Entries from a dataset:
_ _ _ _ _
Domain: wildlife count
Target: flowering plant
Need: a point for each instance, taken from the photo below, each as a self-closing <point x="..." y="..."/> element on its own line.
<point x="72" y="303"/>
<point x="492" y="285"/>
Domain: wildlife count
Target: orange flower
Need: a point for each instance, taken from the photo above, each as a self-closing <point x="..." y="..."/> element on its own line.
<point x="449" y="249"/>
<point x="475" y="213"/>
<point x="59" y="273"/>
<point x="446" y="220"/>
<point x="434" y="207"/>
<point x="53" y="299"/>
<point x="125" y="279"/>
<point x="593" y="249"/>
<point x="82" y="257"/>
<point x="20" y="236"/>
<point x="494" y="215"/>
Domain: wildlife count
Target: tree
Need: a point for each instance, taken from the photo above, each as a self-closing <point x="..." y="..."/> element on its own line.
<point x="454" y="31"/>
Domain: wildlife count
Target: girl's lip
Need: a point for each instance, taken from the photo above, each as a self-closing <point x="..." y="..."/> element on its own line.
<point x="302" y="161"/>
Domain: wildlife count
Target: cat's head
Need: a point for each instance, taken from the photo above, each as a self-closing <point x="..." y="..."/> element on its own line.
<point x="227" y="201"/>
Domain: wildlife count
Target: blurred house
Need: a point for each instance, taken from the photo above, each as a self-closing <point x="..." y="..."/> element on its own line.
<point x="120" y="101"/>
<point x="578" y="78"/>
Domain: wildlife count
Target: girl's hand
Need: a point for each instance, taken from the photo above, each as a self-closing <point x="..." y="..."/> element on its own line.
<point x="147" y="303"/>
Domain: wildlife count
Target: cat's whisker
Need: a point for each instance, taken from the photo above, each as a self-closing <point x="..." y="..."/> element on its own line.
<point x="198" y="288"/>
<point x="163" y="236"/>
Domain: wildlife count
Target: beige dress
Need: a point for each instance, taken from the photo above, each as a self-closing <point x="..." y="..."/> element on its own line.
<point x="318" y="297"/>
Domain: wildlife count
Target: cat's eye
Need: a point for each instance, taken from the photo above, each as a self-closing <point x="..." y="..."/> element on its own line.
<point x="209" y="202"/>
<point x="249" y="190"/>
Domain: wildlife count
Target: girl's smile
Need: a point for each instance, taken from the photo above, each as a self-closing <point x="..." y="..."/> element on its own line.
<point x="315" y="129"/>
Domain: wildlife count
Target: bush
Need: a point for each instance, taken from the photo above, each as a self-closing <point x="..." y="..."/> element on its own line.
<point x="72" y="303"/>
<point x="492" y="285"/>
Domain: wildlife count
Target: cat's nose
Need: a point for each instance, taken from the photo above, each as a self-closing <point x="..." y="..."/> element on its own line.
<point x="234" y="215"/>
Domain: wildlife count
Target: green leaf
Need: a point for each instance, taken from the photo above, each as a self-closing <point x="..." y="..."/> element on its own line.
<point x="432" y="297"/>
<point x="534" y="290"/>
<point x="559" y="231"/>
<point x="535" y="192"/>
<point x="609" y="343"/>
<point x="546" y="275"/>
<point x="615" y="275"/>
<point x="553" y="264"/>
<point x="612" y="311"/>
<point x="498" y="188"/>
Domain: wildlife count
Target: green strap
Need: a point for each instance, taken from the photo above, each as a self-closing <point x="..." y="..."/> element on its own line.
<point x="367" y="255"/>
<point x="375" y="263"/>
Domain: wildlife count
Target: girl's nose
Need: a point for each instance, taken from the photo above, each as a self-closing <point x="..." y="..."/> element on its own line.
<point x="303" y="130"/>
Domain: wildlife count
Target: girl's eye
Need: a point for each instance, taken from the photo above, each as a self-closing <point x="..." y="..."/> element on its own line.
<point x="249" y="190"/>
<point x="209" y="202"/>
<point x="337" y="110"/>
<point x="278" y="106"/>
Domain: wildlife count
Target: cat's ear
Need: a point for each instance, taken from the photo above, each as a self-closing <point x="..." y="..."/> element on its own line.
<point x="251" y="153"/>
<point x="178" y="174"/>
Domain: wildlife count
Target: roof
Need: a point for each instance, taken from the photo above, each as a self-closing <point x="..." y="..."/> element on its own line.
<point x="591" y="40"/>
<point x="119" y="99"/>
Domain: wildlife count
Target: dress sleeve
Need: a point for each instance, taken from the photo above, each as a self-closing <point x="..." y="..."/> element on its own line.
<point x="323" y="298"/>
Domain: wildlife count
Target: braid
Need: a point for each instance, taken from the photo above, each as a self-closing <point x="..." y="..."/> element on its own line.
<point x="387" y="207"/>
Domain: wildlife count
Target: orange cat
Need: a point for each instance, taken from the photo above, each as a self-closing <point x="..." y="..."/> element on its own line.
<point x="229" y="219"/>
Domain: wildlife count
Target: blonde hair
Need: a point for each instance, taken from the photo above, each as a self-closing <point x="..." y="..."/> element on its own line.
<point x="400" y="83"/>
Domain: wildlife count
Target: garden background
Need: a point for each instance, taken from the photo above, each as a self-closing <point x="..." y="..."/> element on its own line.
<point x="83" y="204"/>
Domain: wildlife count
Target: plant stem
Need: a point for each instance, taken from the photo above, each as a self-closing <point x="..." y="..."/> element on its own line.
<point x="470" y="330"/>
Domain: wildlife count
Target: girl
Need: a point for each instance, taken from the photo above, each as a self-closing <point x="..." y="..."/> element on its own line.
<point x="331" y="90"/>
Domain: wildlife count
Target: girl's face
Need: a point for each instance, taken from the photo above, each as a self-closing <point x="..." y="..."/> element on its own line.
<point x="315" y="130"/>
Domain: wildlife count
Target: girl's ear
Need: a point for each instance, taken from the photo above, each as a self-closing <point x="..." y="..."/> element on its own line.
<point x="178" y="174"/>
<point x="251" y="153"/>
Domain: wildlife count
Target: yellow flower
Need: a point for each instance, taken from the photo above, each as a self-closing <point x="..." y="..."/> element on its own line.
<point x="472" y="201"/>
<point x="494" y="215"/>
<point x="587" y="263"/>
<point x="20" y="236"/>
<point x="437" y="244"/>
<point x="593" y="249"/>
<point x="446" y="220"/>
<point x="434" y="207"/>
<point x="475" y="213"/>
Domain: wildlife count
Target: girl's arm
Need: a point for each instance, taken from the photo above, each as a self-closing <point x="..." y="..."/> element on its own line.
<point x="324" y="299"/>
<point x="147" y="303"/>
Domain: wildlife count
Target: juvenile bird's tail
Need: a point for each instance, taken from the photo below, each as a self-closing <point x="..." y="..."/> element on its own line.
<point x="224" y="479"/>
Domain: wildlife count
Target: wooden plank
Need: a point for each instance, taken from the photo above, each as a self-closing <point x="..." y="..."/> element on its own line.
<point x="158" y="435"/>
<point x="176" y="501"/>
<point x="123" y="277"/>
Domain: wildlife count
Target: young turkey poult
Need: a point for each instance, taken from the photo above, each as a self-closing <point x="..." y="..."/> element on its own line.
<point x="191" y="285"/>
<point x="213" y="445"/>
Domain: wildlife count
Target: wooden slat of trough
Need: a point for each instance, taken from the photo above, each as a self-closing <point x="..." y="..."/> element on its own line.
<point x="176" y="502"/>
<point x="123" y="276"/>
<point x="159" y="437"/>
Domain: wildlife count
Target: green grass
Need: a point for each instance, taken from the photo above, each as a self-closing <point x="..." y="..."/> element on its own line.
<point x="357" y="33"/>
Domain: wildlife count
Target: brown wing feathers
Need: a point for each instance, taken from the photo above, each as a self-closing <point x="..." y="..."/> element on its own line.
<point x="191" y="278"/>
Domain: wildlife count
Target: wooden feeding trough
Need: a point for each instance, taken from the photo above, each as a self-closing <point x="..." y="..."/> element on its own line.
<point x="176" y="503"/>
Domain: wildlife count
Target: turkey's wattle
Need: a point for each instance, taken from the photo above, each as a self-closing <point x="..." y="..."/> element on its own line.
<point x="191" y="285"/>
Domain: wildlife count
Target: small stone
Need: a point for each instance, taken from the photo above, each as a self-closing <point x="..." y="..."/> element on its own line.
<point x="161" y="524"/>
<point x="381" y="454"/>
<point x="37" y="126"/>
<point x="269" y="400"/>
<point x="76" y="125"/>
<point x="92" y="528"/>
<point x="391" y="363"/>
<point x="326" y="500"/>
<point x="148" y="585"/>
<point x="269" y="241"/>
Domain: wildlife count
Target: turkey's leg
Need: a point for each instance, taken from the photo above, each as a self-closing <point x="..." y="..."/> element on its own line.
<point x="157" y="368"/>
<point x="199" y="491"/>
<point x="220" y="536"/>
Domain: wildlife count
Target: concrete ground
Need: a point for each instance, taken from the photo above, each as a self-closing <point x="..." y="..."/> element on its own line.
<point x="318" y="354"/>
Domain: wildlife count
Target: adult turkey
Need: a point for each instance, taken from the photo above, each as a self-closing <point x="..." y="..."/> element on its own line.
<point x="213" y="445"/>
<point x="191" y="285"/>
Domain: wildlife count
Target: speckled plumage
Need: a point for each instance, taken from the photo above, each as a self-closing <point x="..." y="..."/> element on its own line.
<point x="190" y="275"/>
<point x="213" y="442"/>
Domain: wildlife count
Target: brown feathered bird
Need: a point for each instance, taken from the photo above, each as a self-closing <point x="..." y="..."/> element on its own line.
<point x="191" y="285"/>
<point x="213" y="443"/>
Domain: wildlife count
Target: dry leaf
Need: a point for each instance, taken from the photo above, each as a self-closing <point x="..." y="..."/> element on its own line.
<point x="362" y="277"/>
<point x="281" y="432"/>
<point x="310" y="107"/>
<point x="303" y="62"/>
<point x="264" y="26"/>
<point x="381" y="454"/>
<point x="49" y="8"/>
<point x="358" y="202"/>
_ _ _ _ _
**REQUIREMENTS**. Filter the entries above and copy out each line that contains the word "trough", matching its case exactly.

**CORRECT OUTPUT**.
Target: wooden slat of trough
Target: wooden feeding trough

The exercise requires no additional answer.